• **Materials provided**:

begin

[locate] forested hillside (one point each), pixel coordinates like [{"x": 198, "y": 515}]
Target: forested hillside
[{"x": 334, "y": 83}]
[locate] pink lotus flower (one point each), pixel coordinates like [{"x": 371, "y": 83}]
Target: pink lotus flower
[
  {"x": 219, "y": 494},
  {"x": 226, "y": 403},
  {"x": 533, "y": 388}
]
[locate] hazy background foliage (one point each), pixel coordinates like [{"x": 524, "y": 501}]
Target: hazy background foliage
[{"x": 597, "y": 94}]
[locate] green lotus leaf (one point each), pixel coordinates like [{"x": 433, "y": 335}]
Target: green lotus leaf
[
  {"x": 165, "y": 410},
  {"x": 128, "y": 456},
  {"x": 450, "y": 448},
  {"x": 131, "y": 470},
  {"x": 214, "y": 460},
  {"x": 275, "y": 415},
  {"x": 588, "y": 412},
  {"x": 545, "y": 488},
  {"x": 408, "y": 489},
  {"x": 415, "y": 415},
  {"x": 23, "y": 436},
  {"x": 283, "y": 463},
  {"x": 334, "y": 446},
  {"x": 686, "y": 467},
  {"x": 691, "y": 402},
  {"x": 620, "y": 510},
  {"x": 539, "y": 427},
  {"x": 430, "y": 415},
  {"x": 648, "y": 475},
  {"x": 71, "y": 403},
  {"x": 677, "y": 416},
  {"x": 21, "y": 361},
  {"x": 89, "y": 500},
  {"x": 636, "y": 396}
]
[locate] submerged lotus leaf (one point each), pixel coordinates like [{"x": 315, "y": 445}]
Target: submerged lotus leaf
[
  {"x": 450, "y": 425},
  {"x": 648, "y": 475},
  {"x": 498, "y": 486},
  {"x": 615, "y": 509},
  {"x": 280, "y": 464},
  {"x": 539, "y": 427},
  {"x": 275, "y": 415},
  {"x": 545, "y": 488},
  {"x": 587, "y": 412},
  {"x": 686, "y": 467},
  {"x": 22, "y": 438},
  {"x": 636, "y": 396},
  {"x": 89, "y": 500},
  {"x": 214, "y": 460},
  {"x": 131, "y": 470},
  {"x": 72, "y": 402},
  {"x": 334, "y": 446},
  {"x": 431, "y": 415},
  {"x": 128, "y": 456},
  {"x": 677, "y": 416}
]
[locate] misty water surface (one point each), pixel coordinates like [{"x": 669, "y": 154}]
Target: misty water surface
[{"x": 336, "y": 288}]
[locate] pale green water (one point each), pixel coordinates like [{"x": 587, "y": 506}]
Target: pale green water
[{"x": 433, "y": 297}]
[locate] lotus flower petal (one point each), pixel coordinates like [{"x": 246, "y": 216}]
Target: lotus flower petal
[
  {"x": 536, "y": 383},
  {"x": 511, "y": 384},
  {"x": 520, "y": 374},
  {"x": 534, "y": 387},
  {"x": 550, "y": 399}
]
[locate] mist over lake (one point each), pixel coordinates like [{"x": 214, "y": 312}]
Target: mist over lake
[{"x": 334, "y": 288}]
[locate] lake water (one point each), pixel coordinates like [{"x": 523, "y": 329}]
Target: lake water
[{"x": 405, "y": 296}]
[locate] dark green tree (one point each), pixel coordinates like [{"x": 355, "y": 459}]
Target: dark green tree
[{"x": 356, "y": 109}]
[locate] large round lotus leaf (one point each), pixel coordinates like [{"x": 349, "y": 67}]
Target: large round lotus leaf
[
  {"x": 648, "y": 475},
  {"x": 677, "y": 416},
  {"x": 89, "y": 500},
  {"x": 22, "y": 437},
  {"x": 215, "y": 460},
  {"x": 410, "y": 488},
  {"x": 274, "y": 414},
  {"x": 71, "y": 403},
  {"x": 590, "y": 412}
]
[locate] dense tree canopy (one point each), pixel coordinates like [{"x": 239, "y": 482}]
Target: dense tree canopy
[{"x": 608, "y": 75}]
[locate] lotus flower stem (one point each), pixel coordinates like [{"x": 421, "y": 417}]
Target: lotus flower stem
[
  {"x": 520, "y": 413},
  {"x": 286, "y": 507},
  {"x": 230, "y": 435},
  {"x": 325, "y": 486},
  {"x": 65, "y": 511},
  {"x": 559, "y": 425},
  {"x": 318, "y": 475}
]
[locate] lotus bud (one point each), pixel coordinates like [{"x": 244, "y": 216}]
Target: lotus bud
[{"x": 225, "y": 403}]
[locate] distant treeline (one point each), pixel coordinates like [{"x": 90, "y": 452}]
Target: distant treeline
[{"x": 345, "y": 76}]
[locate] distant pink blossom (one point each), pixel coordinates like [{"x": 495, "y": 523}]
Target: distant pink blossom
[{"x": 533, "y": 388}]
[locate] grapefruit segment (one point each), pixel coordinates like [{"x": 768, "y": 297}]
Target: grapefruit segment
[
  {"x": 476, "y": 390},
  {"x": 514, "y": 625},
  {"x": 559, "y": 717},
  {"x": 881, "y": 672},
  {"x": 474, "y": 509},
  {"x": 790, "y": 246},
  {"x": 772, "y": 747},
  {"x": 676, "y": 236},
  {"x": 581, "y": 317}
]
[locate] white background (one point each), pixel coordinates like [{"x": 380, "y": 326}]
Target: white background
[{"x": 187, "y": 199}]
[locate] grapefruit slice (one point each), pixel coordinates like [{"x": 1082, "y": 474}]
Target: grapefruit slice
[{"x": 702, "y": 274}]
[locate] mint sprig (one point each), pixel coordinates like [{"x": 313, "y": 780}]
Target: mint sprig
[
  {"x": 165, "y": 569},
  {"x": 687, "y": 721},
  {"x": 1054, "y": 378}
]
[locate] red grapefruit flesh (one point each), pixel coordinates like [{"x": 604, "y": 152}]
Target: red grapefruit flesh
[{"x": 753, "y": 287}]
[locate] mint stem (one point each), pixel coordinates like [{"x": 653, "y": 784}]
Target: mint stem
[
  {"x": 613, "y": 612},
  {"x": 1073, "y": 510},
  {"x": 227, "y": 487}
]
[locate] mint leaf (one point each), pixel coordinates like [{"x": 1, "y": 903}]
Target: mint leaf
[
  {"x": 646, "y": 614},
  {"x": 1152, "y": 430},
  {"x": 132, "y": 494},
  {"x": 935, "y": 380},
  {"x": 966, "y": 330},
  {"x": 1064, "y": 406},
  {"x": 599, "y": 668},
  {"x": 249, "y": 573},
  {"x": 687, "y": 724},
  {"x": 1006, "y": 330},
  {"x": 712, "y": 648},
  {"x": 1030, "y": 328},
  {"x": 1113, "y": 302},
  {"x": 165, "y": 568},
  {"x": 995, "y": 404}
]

end

Copy every line from the one containing "[locate] mint stem" through the last line of the entries, both ends included. Leave the requests and their sample coordinates unchanged, but multiply each coordinate in the answers by 0.85 and round it to a whole number, with halves rounded up.

[locate] mint stem (one point each), pixel coordinates like [{"x": 653, "y": 784}]
Target: mint stem
[
  {"x": 521, "y": 520},
  {"x": 912, "y": 434},
  {"x": 193, "y": 414}
]
[locate] mint leaf (one point each), pixel coordinates like [{"x": 1, "y": 903}]
Target: mint leaf
[
  {"x": 549, "y": 522},
  {"x": 979, "y": 366},
  {"x": 112, "y": 420},
  {"x": 795, "y": 323},
  {"x": 821, "y": 281},
  {"x": 904, "y": 345},
  {"x": 509, "y": 568},
  {"x": 212, "y": 487},
  {"x": 584, "y": 615},
  {"x": 855, "y": 281},
  {"x": 605, "y": 551},
  {"x": 876, "y": 279},
  {"x": 946, "y": 257},
  {"x": 140, "y": 483},
  {"x": 846, "y": 343}
]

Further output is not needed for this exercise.